- Provided data
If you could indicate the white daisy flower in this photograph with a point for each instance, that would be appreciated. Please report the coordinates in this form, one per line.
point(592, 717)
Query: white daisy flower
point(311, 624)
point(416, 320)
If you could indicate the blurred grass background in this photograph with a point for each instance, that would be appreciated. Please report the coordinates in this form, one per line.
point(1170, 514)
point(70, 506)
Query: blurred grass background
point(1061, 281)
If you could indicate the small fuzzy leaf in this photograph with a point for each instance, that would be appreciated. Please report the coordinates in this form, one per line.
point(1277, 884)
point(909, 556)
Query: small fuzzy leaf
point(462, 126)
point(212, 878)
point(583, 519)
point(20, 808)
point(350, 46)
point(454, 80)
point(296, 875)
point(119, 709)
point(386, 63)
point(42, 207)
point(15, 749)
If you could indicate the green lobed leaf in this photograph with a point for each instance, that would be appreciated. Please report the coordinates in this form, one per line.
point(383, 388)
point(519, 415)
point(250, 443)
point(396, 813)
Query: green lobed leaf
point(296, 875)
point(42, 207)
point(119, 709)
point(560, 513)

--

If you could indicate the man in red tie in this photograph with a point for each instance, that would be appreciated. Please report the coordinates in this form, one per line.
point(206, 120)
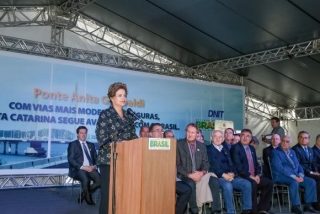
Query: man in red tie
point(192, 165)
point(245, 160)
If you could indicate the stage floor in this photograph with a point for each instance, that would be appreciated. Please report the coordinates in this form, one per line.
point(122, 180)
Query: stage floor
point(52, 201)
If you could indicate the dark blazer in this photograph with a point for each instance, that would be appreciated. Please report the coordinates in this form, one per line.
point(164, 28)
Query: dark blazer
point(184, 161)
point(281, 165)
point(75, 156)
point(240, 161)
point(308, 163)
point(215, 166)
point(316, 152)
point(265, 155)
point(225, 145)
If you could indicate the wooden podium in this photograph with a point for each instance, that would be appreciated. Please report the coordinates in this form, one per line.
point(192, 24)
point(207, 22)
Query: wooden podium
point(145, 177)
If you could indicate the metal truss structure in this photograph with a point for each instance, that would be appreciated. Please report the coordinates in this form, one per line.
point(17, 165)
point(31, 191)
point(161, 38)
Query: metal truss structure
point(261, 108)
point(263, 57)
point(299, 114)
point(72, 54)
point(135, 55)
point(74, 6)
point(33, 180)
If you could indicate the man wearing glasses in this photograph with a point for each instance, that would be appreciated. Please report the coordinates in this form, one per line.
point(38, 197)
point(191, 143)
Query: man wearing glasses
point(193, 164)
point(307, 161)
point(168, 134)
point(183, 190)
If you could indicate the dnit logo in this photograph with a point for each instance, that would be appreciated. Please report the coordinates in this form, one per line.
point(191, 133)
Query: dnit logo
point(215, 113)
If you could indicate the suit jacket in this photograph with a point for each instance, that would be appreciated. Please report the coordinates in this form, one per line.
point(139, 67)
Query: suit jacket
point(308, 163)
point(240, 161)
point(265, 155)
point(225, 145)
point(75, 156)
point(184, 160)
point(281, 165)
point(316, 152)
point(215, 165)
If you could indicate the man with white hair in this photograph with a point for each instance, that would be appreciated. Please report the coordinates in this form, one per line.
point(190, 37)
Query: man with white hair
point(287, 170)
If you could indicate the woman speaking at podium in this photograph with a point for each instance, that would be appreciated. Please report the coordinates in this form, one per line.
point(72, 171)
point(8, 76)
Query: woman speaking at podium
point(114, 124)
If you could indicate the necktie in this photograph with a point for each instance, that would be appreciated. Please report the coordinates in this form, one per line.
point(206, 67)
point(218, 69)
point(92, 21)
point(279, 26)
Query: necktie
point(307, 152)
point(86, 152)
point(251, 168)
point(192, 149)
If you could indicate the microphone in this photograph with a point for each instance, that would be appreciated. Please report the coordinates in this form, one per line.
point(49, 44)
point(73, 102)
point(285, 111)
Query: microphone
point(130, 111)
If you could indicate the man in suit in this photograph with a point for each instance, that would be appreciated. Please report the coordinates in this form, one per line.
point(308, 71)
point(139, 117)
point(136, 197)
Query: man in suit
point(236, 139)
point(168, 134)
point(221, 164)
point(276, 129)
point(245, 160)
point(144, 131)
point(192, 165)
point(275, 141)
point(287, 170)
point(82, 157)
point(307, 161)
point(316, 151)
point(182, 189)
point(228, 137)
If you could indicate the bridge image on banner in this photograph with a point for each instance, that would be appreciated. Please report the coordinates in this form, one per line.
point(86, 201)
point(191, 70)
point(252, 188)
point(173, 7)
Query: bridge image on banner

- Aim of the task
Present the lines of the records from the line with "If you could indicate the blurred" up to and including the line with "point(560, 513)" as a numbered list, leaving out any blank lines.

- Expected answer
1. If you could indicate the blurred grass background in this photograph with a point for each instance, that would be appreciated. Please report the coordinates in this form, one per line.
2. point(1170, 514)
3. point(70, 506)
4. Query: blurred grass background
5. point(1061, 281)
6. If you could indicate the small fuzzy leaf in this photograph with a point for each instance, that would be appreciated. Please report the coordinates in this form, one per line.
7. point(1277, 884)
8. point(909, 556)
9. Query: small fuzzy leaf
10. point(462, 126)
11. point(212, 878)
12. point(583, 519)
13. point(20, 808)
14. point(350, 46)
15. point(454, 80)
16. point(296, 875)
17. point(119, 709)
18. point(386, 63)
19. point(42, 207)
20. point(15, 749)
21. If you could indicate the green lobed leaf in this photograph with a point for each instance, that would be appreciated. Please report the coordinates in this form, one per line.
22. point(383, 388)
23. point(519, 415)
24. point(250, 443)
25. point(396, 813)
26. Query: green lobed leaf
27. point(296, 875)
28. point(42, 207)
29. point(119, 709)
30. point(560, 513)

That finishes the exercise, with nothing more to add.